**Problem requirements:** Could you update the listing below by changing "sweet potato fry" to "potato wedge" and leaving everything else unchanged? Omit the pictures from your answer.

**Input for this task:**
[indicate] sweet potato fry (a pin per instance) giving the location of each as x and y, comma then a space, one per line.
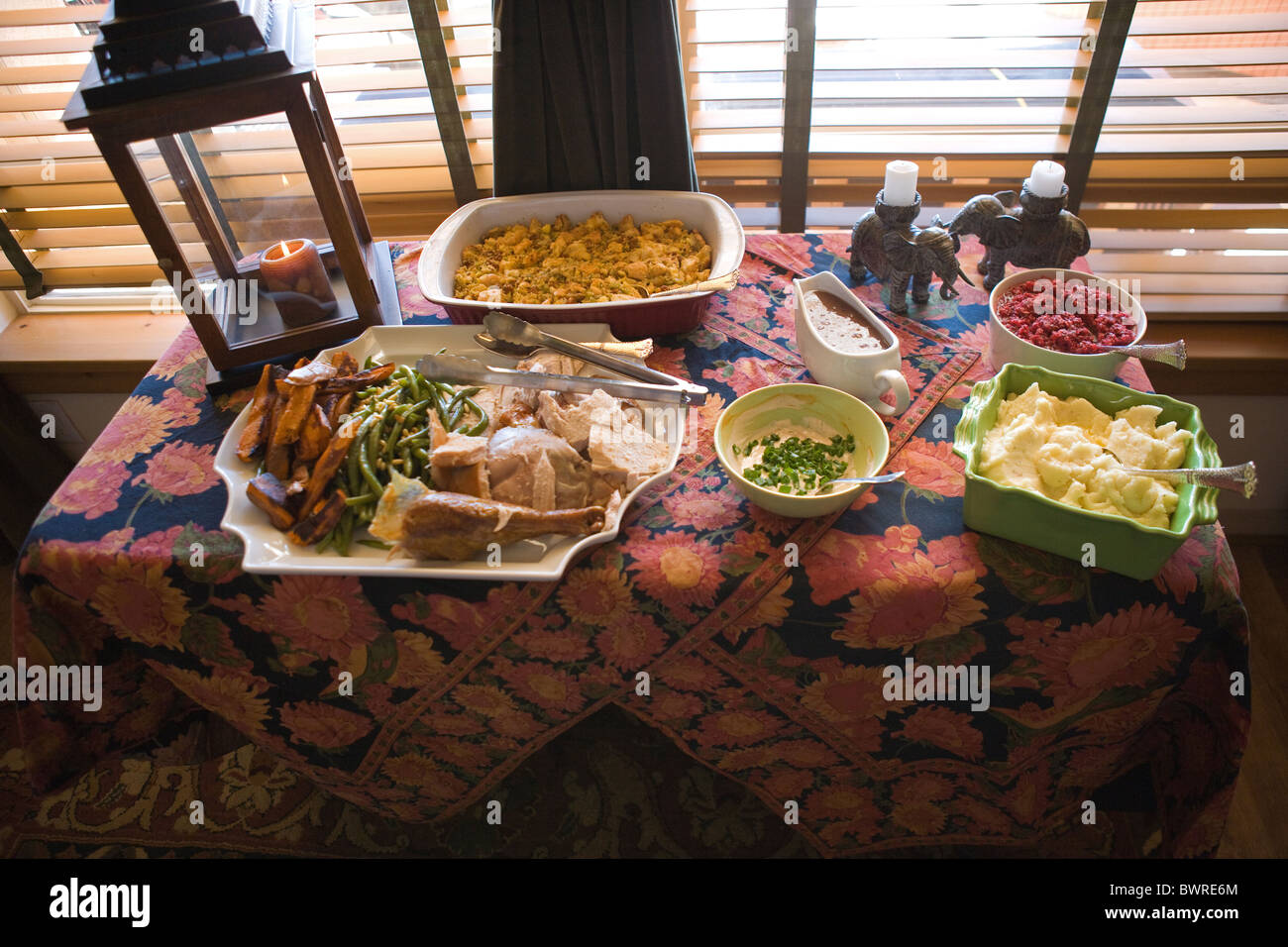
364, 379
300, 474
314, 434
342, 406
330, 462
344, 364
277, 458
297, 407
312, 372
320, 522
267, 492
256, 433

**Answer to this problem:**
[indicate] potato wedge (a pin per instance) giving the location of each as x and y, comma then a space, one per line.
364, 379
300, 474
314, 434
342, 406
330, 462
344, 364
277, 458
297, 407
312, 372
320, 522
267, 492
256, 433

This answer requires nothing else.